- **TASK REQUIREMENTS**
Turn each line of the listing below into an item in a numbered list, skipping any blank lines and leaving the pictures out.

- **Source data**
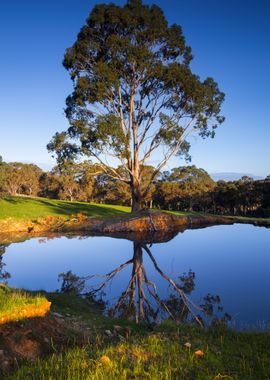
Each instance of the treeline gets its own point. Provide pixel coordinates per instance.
(185, 188)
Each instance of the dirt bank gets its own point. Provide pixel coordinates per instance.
(143, 223)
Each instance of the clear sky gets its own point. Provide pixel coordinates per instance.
(230, 40)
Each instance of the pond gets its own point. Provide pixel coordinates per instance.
(230, 261)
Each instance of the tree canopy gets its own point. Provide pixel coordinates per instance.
(134, 94)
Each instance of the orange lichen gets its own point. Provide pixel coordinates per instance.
(30, 311)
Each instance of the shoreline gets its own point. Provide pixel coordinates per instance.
(150, 225)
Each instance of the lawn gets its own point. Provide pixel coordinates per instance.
(33, 208)
(168, 351)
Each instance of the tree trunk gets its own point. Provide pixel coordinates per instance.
(136, 198)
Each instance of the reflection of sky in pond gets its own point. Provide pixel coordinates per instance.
(231, 261)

- **TASK OUTPUT**
1. Each instance of the treeline gets its own point. Provide pixel coordinates per instance.
2. (185, 188)
3. Each instance of the dirt bank gets its own point. Provide pixel coordinates per instance.
4. (143, 223)
5. Each instance of the clear sky gets its own point. Provide pixel coordinates per instance.
6. (230, 40)
7. Each instance of the pond gets its own point. Provide pixel coordinates per instance.
8. (230, 261)
9. Each instance of the tree canopy gets its own point. Provide pixel coordinates per instance.
10. (134, 94)
11. Each instance of the orange lichen gets its own point. Provide pixel coordinates per instance.
12. (30, 311)
13. Each instance of the shoreline gets its own point. Provide pixel coordinates per instance.
14. (150, 225)
15. Each instance of the lawn gets its own point. Provide pixel coordinates per instance.
16. (33, 208)
17. (168, 351)
18. Each instance of the tree trunk gets its own point. Provide pixel coordinates per instance.
19. (136, 198)
20. Each instance of the reflection of sky in pond gets its own point. Provide pixel coordinates per instance.
21. (231, 261)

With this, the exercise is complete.